### INSTRUCTIONS TO FOLLOW
Extract each line of the records below that contains the word "open".

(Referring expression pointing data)
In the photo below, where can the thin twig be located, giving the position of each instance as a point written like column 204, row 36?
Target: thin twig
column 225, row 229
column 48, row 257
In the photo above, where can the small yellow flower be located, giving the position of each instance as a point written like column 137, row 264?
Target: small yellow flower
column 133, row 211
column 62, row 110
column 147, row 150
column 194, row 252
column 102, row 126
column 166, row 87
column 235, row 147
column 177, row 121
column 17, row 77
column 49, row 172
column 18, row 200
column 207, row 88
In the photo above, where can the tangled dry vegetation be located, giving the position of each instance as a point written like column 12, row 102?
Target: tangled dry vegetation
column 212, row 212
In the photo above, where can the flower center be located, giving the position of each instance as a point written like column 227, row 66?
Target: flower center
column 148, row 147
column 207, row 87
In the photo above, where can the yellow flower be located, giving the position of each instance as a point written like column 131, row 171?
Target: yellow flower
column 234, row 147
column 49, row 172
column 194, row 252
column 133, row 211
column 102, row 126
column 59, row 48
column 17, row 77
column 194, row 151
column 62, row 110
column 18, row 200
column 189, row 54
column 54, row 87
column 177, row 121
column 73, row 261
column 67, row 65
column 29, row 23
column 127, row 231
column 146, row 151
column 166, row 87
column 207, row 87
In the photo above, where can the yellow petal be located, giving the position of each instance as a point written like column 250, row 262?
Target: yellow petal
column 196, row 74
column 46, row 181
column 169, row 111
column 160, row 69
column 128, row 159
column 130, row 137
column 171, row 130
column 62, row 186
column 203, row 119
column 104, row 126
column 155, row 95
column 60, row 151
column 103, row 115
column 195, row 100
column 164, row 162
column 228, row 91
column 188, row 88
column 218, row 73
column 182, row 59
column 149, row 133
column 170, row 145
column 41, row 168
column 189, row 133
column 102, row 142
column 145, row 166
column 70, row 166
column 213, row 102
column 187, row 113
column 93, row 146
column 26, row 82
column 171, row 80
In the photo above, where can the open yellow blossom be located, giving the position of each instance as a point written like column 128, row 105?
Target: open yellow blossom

### YOUR RESPONSE
In the photo above, where can the open yellow blossom be located, giving the position of each instance as a point written like column 128, row 105?
Target: open yellow blossom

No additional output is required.